#### REQUIRED ACTION
This exercise asks for the records to be retyped exactly as they read.

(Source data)
┏━━

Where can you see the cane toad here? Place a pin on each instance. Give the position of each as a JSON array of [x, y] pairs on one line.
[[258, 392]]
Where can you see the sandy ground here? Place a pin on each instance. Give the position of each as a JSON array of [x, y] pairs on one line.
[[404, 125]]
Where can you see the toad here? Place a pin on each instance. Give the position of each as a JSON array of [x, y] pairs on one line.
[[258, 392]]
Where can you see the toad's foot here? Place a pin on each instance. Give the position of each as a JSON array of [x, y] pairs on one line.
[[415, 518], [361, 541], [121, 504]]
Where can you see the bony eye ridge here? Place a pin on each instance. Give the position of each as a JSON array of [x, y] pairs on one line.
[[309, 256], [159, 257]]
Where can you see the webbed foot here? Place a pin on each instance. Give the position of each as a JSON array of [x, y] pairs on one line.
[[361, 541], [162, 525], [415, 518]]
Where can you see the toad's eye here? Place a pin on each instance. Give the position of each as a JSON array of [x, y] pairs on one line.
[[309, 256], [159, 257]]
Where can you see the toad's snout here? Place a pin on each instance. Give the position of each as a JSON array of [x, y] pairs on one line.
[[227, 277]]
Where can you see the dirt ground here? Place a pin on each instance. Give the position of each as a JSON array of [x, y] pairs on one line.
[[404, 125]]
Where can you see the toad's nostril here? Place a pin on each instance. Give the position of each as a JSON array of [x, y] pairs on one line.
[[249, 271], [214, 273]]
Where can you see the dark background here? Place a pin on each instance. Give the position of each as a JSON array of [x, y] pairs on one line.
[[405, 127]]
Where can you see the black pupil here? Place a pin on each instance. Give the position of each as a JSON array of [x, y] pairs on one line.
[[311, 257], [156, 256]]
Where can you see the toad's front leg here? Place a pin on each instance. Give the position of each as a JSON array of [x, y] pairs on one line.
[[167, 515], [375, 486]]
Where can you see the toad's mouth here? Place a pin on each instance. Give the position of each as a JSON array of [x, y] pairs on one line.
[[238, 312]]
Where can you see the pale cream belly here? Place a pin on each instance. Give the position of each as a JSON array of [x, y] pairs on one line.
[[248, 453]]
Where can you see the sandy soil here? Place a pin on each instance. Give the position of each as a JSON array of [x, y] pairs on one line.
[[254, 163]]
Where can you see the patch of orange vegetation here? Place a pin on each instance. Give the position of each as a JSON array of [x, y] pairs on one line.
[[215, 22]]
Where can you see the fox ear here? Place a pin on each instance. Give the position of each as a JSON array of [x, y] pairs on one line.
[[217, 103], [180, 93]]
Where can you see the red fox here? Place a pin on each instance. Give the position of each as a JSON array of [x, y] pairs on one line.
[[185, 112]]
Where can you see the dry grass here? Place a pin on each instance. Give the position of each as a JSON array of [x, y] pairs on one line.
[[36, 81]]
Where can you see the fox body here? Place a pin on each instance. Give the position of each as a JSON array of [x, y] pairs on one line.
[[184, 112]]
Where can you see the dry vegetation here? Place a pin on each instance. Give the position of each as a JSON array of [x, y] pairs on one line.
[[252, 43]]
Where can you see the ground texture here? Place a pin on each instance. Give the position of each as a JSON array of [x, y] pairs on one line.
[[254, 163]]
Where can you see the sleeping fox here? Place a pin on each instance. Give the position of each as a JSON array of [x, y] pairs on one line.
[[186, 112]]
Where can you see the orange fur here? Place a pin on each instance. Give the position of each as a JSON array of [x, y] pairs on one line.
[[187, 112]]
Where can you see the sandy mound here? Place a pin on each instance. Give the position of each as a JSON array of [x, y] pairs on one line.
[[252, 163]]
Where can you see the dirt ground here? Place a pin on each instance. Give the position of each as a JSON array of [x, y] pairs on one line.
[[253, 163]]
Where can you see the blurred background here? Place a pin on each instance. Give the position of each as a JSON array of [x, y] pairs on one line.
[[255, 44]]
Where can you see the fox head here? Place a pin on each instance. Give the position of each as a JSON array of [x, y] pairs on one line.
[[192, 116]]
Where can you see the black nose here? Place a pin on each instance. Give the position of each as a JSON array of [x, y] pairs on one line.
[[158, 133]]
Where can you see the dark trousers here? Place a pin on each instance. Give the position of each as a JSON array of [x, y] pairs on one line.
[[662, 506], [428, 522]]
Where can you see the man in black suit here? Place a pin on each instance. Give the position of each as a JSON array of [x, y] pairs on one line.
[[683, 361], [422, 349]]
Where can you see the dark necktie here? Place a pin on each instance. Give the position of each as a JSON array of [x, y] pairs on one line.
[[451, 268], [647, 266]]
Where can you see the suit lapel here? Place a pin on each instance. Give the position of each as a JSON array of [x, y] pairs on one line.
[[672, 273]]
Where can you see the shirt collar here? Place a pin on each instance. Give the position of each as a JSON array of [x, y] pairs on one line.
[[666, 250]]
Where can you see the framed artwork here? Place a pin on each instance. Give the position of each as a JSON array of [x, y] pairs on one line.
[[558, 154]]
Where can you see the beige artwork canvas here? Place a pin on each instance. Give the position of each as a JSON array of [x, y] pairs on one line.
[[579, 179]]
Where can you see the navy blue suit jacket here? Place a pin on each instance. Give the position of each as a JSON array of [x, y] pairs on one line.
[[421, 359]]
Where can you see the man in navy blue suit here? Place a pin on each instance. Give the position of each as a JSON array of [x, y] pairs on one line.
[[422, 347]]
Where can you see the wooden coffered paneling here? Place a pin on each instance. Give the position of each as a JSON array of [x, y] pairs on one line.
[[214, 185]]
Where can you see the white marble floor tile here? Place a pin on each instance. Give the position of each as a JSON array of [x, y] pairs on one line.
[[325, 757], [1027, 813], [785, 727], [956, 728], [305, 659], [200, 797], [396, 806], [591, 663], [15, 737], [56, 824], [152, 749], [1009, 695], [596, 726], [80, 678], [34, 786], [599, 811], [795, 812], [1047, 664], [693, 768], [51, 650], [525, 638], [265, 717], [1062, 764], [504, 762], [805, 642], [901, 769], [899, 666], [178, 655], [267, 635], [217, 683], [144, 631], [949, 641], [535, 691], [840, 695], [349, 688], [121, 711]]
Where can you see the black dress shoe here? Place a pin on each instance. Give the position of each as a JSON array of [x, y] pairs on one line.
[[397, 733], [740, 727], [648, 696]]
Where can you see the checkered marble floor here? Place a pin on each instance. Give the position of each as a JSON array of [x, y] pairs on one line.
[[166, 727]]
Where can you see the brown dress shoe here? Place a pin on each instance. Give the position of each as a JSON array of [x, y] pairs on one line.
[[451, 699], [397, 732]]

┗━━

#### FINAL ANSWER
Where can you see the cane toad here? Place a pin on each instance. Give the position of each as a JSON array of [x, y] pairs on one line.
[[258, 392]]
Where can you see the sandy ground here? Place a pin on each instance. Give the position of each as a JSON array of [x, y] pairs on one line.
[[404, 125]]
Where can you see the toad here? Place a pin on each instance. Give the position of each as a JSON array of [x, y] pairs on one line.
[[258, 392]]
Where can you see the toad's foot here? Place a pin on each instance. Give the position of each as a JSON array of [x, y] pairs on one line.
[[415, 518], [361, 541], [121, 504]]
Where can you see the bony eye ridge here? Place a pin on each instance. Give the position of each as a JSON array of [x, y] pairs on one line.
[[309, 256], [159, 257]]
Where can you see the webbed foot here? Place a pin on each instance. Give the position of each as a JSON array of [x, y] pairs on one line.
[[361, 541], [162, 525], [415, 518]]
Where can you see the toad's eye here? Place a pin on each instance. Give the position of each as a JSON array of [x, y] pairs on one line.
[[309, 256], [159, 257]]
Where can you see the toad's snout here? Place a pin on each instance. Give the position of each as a JSON array of [x, y] pairs on one line.
[[227, 277]]
Where can you see the dirt ground here? Place a pin on each instance. Give the position of each as a JSON array of [x, y] pairs on one line.
[[404, 125]]
Where can you see the toad's nostril here? Place a pin on each instance. Give the position of each as a JSON array of [x, y] pairs on one line.
[[249, 271], [214, 273]]
Where can you see the dark background here? Place a pin on each instance. Give the position of each as a JSON array of [x, y] pairs on one line.
[[405, 127]]
Where can you see the black pupil here? Place a pin on each instance. Give the position of each as a JSON array of [x, y] pairs on one line.
[[311, 257], [156, 256]]
Where can you see the toad's front leg here? Place a pin on each instance. Give the position of each as a JSON array of [x, y] pairs on one line.
[[167, 515], [375, 486]]
Where can you see the toad's mouth here? Place a pin on each instance. Give the position of each as a JSON array of [x, y] pairs on one line.
[[238, 312]]
Where can you see the pale cream belly here? Place a pin on each instance. Give the position of each as a JSON array of [x, y] pairs on one line.
[[248, 453]]
Where can you see the sandy soil here? Place a pin on each instance. Give the position of each as a JSON array of [x, y] pairs on one line.
[[254, 163]]
Where can you see the patch of orange vegetation here? Place a pin on each instance. Give the position of each as a JSON array of [x, y] pairs on one line.
[[215, 22]]
Where can you see the fox ear here? Place a pin on each instance. Give the position of each as a JSON array of [x, y] pairs on one line.
[[217, 103], [180, 93]]
Where can you see the red fox here? Place a pin on each instance. Give the position of each as a JSON array of [x, y] pairs on one line.
[[185, 112]]
Where can you see the dry grass here? Place a pin on each instance. Give the position of each as a JSON array of [x, y] pairs on one line.
[[36, 81]]
Where can you see the fox body here? Place a pin on each instance. Give the position of each as a JSON array of [x, y] pairs on one line.
[[184, 112]]
Where can you see the dry vegetation here? Place a pin on each instance. Give the position of each as a JSON array of [x, y] pairs on one line.
[[252, 43]]
Where can you see the ground texture here? Place a pin on each instance. Give the position of each as a JSON array of [x, y] pairs on one line.
[[254, 163]]
Where can you see the sleeping fox here? Place a pin on each instance. Give the position of each as a JSON array of [x, y] pairs on one line.
[[186, 112]]
Where can you see the orange fur here? Place a pin on each instance. Give the position of each as a JSON array of [x, y] pairs on one line.
[[187, 112]]
Where can you see the sandy mound here? Place a pin on each instance. Give the position of each as a JSON array of [x, y] pairs on one line.
[[252, 163]]
Where can you see the dirt ground here? Place a pin on each instance. Give the position of each as a JSON array of [x, y] pairs on one line.
[[253, 163]]
Where can you see the blurred background here? Place a pin on each instance. Give the position of each as a JSON array of [x, y] pairs on one line.
[[255, 44]]
Where can you see the fox head here? Place a pin on each instance. Give the position of each as a JSON array of [x, y] pairs on one line.
[[192, 116]]
Where can you see the black nose here? Place a pin on each instance. Give the position of each as a JSON array of [x, y] pairs on one line.
[[158, 133]]
Where can you see the dark trousers here? Place a pin on each instance. Give the position of each as a JSON array of [x, y] pairs on one line.
[[662, 506], [428, 522]]
Where can you see the man in black suit here? Place a pin on each instance. Give the position of each as a JSON array of [x, y] pairs on one line.
[[683, 361], [422, 349]]
Where can you see the dark necktie here? Place a pin on each instance. Give the position of each as a JSON array of [x, y] pairs on one line.
[[451, 268], [647, 266]]
Where can you see the suit lapel here? Place a pin on each instance. Give the position of each as a JSON array of [x, y] pairs on one line.
[[672, 273]]
Where can you see the shirt collar here? Place a pin on each instance. Give the position of each as a JSON array of [x, y] pairs on one line.
[[666, 250]]
Where can you see the framed artwork here? Place a pin on each instance. Give the position of each as a JSON array of [x, y] pairs on one line.
[[558, 154]]
Where can you see the beige artwork canvas here? Place a pin on each instance. Give the position of each as a JSON array of [x, y] pairs on one line.
[[579, 179]]
Where can you see the navy blue suit jacket here? Place a pin on each instance. Give the position of each as a JSON array of [x, y] pairs on one line.
[[421, 359]]
Where can you see the man in navy blue suit here? Place a pin on each instance. Give the position of each as a JSON array of [x, y] pairs on one line.
[[422, 347]]
Where can you see the wooden coffered paneling here? Place a pin on each instance. Give the position of each as a JSON array of [x, y] pairs on one line.
[[214, 185]]
Where can you see the white marble floor tile here? Place a pin on each instance. Give the position of each as a JSON array of [x, y] pairs on one line.
[[325, 757], [1027, 813], [785, 727], [956, 728], [305, 659], [200, 797], [396, 806], [591, 663], [15, 737], [56, 824], [152, 749], [1009, 695], [596, 726], [80, 678], [34, 786], [599, 811], [795, 812], [1047, 664], [693, 768], [51, 650], [525, 638], [265, 717], [1062, 764], [504, 762], [805, 642], [901, 769], [899, 666], [178, 655], [267, 635], [217, 683], [144, 631], [949, 641], [535, 691], [840, 695], [349, 688], [121, 711]]
Where can you see the black dress shoe here? Place a pin on each instance. Give the position of each as a JSON array of [x, y] pairs on one line.
[[397, 733], [740, 727], [648, 696]]
Where can you see the checkered marble floor here? Place a pin on each instance. Give the position of each as a JSON array of [x, y] pairs on one line.
[[166, 727]]
Where can you see the brown dress shoe here? Place a pin on each instance. Give the position of each as a JSON array of [x, y] pairs on one line.
[[451, 699], [397, 732]]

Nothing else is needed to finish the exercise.